(Dataset rows)
┌──
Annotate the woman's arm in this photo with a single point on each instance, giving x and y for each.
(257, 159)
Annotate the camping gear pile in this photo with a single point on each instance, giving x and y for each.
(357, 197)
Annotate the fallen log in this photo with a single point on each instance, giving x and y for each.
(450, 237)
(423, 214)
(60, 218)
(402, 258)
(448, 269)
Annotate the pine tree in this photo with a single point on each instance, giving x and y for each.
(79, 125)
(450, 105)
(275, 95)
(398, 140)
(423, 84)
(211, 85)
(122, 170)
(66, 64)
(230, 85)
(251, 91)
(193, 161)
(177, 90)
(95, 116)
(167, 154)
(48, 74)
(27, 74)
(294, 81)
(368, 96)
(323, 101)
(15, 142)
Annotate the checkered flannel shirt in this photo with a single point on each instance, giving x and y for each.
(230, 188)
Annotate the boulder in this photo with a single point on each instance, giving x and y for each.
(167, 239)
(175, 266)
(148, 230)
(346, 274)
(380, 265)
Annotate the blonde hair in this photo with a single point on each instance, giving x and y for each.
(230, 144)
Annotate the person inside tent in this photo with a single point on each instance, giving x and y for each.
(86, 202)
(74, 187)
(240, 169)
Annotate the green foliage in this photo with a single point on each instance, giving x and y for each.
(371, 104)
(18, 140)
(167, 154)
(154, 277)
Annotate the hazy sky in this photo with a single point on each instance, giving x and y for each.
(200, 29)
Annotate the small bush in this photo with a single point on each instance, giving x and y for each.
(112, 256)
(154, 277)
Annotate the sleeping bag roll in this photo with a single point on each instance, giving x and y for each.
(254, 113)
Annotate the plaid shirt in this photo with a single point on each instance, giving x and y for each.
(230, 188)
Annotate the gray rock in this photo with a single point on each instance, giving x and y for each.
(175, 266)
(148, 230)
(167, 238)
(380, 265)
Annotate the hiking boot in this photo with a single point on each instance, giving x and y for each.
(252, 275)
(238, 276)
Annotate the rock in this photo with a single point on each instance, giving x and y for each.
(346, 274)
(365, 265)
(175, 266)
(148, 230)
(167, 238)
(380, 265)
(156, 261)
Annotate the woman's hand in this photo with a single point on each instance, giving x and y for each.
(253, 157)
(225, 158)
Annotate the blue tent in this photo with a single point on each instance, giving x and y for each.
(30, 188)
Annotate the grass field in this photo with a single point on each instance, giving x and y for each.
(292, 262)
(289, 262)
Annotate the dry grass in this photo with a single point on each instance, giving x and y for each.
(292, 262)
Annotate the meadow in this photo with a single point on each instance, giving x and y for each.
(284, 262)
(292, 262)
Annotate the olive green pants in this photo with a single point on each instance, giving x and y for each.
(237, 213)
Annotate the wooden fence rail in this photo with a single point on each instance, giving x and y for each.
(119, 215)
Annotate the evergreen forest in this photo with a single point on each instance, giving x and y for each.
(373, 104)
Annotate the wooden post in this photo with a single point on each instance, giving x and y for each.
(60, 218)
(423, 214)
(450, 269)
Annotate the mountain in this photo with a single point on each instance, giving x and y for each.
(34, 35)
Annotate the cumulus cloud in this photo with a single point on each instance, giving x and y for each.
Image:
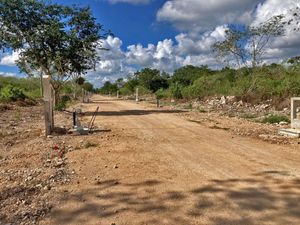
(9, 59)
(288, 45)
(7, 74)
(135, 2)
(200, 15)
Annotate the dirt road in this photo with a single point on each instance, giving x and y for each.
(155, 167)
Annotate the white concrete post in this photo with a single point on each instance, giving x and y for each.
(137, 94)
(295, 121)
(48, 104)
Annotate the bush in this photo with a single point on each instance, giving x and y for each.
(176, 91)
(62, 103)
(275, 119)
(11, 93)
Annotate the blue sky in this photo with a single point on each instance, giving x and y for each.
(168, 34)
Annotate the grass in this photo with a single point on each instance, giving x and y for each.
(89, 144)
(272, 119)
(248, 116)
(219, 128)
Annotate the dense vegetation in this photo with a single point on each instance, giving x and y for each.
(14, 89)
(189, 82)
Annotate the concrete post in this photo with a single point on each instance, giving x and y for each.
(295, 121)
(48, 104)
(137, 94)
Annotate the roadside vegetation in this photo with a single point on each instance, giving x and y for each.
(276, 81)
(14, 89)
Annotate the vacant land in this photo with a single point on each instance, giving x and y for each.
└──
Arrange every line of the material above as a numbered list, skipping blank lines. Leave any images out of your answer.

1. Annotate the woman's arm in this photo with a single point on each instance, giving x and y for each.
2. (257, 159)
3. Annotate the camping gear pile in this photo with a single point on each instance, giving x and y for each.
4. (357, 197)
5. Annotate the fallen log in this photo with a single point on each instance, giving x and y for each.
6. (450, 237)
7. (423, 214)
8. (60, 218)
9. (402, 258)
10. (448, 269)
11. Annotate the pine tree in this photo with a single point on each instance, giving x and y for each.
12. (79, 125)
13. (450, 105)
14. (275, 95)
15. (398, 140)
16. (423, 84)
17. (211, 85)
18. (122, 170)
19. (66, 64)
20. (230, 85)
21. (251, 91)
22. (193, 161)
23. (177, 90)
24. (95, 116)
25. (167, 154)
26. (48, 74)
27. (27, 74)
28. (294, 81)
29. (368, 96)
30. (323, 101)
31. (15, 142)
32. Annotate the checkered flannel shirt in this photo with a single point on each instance, giving x and y for each.
33. (230, 188)
34. Annotate the boulder in this photo with a single point on each instance, giving x and y for each.
35. (167, 239)
36. (175, 266)
37. (148, 230)
38. (346, 274)
39. (380, 265)
40. Annotate the blonde hair in this photo with a single point on each instance, giving x and y for each.
41. (230, 144)
42. Annotate the person inside tent in this photo with a single point on each instance, giving x and y for each.
43. (86, 202)
44. (74, 187)
45. (240, 169)
46. Annotate the green foliage in this photo with a single point on each instance, giving x and y for each.
47. (371, 104)
48. (18, 140)
49. (167, 154)
50. (154, 277)
51. Annotate the hazy sky in this photo with a single point on each instance, giving x and y for each.
52. (200, 29)
53. Annotate the small bush in this photo with a single point on each instance, giving x and y for each.
54. (112, 256)
55. (154, 277)
56. Annotate the sleeping bag roll in this photo with a single point on each instance, giving x and y for each.
57. (254, 113)
58. Annotate the plaid shirt in this photo with a single point on each instance, giving x and y for each.
59. (230, 188)
60. Annotate the gray rock in this photo with a single point on each instance, giving x and y for each.
61. (175, 266)
62. (148, 230)
63. (167, 238)
64. (380, 265)
65. Annotate the hiking boot in this photo with a single point on each instance, giving x and y for each.
66. (252, 275)
67. (238, 276)
68. Annotate the rock in this photo with a single point on each instance, giving x and y for each.
69. (346, 274)
70. (365, 265)
71. (175, 266)
72. (148, 230)
73. (167, 238)
74. (380, 265)
75. (156, 261)
76. Annotate the woman's hand in this photo with a single point on each instance, giving x and y for each.
77. (253, 157)
78. (225, 158)
79. Annotate the blue tent in this photo with a single point on each instance, giving x and y for each.
80. (30, 188)
81. Annotate the grass field in this photo with a single point on each instance, giving x and y for each.
82. (292, 262)
83. (289, 262)
84. Annotate the dry grass in this photo with a single point on each instance, giving x and y for each.
85. (292, 262)
86. Annotate the meadow in this photo with a single point on each instance, giving x and y for each.
87. (284, 262)
88. (292, 262)
89. Annotate the olive green pants in this photo with a single point on each instance, giving x and y for each.
90. (237, 213)
91. Annotate the wooden fence rail in this photo with a single point on each instance, giving x and y for each.
92. (119, 215)
93. Annotate the evergreen forest in this photo with a single point on each instance, giving x and y for each.
94. (373, 104)
95. Annotate the wooden post in this photo with a single point on each instance, giving x and y for each.
96. (60, 218)
97. (423, 214)
98. (450, 269)
99. Annotate the mountain in this photo with a single point on each instance, giving x and y for each.
100. (34, 35)
101. Annotate the cumulus cloud in this photo with a single point on each instance, giving x and y for each.
102. Image:
103. (9, 59)
104. (288, 45)
105. (7, 74)
106. (135, 2)
107. (200, 15)
108. Annotate the dirt road in this photo with a single point on each instance, giving x and y for each.
109. (155, 167)
110. Annotate the white concrete post in this photo with a single point on each instance, giving x and y for each.
111. (137, 94)
112. (295, 121)
113. (48, 104)
114. Annotate the bush in this photo with a single point on each instance, giving x and y for each.
115. (176, 91)
116. (62, 103)
117. (275, 119)
118. (11, 93)
119. Annotate the blue sky in this photo with a single point on each instance, giving x and y for each.
120. (168, 34)
121. Annotate the grass in this photo with a single point on each instance, giving x and y for each.
122. (89, 144)
123. (272, 119)
124. (248, 116)
125. (219, 128)
126. Annotate the dense vegetation in this photo with a single point on each instance, giving x and y for each.
127. (14, 89)
128. (189, 82)
129. Annotate the concrete post in this photo with a single point on each instance, giving x and y for each.
130. (295, 121)
131. (48, 104)
132. (137, 94)
133. Annotate the roadside vegetation in this photo with a single point on each instance, giving x and y for each.
134. (276, 81)
135. (14, 89)
136. Annotate the vacant land in this photo with a single point on each instance, giving x and y for each.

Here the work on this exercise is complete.